_Fragmento del documento_:
------------------------------------------------

Habla una viuda. Cuenta que su marido falleció en la cárcel. Llora. Dice que por protestar para tener más visitas familiares y encuentros íntimos (tenía una al mes), le pusieron en máxima seguridad, que más bien significa “máximo maltrato”, y que por seguir protestando, le golpearon. Finalmente, murió en el área de cuidados intensivos con el 80% del cuerpo lacerado por las llamas (El Universo, 15/02/14). Es decir, murió quemado. Ahora dice que ella sigue en la lucha porque no quiere que a otras personas les pase lo mismo. Su caso es la prueba de que “si no protestan ahora, van sacar a nuestros familiares muertos”.
La Constitución de Montecristi por primera vez reconoció los derechos de las personas privadas de libertad. Los presos tienen derecho a no estar aislados ni aún por sanción disciplinaria, a estar comunicados y recibir visitas, a que puedan declarar sobre el trato que reciben, a contar con recursos materiales y humanos para atender su salud, a recibir atención para satisfacer sus necesidades de educación, cultura, alimentación y recreación (Art. 51). Además, la Constitución prohíbe la regresividad en el ejercicio de los derechos (Art. 11.8). Finalmente, establece que el fin del encierro es la reinserción social (Art. 201). Todo esto se está incumpliendo. Los presos, según sienten sus familiares, están aislados, incomunicados por tener solo una hora y media de visitas a la semana, no pueden contar públicamente lo que están viviendo, están siendo tratados de forma inhumana, no gozan de los servicios básicos que un ser humano digno merece, están peor que antes, se impide socializar con sus seres queridos por lo que el plan de reinserción a la sociedad se hace imposible. Están peor que antes. Es decir, Estamos antes violaciones claras y manifiestas de la Constitución.
¿Para qué, entonces, los derechos reconocidos en la Constitución? Precisamente por esos derechos, sabemos que se trata de una realidad de violación de derechos, que el estado no está cumpliendo con sus obligaciones ante los más marginales de la sociedad, que tanto los presos como sus familiares no están pidiendo favores sino exigiendo derechos y trato digno.
Ojalá no se cumpla la advertencia de una de las mujeres: “Cuántas vidas más tendrán que morir para que nos escuchen.” Y ojalá también la cárcel no sea, como decía otra persona “el caldo de cultivo donde se están formando los más resentidos del país”. Por favor Ministerio de Justicia y Derechos Humanos, Defensoría del Pueblo, jueces y juezas, Presidente, Director Nacional de Rehabilitación, escuchemos este clamor popular y no seamos insensibles.

------------------------------------------------

_Datos proporcionados_:
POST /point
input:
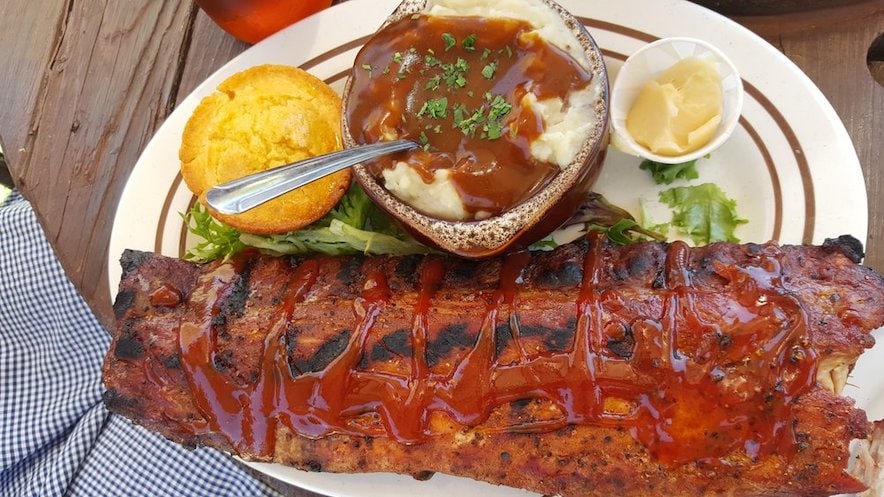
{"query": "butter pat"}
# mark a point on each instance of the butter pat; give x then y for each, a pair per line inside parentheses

------------------------------------------------

_Conjunto de tareas_:
1) Según el fragmento sobre los derechos de los presos, ¿qué artículo de la Constitución establece que el fin del encierro es la reinserción social?
2) Reproduce del fragmento sobre los derechos de los presos el pasaje comprendido entre "Ojalá no se" y "no seamos insensibles.", ambos incluidos.

_Respuestas resueltas_:
1) El artículo 201.

2)
Ojalá no se cumpla la advertencia de una de las mujeres: “Cuántas vidas más tendrán que morir para que nos escuchen.” Y ojalá también la cárcel no sea, como decía otra persona “el caldo de cultivo donde se están formando los más resentidos del país”. Por favor Ministerio de Justicia y Derechos Humanos, Defensoría del Pueblo, jueces y juezas, Presidente, Director Nacional de Rehabilitación, escuchemos este clamor popular y no seamos insensibles.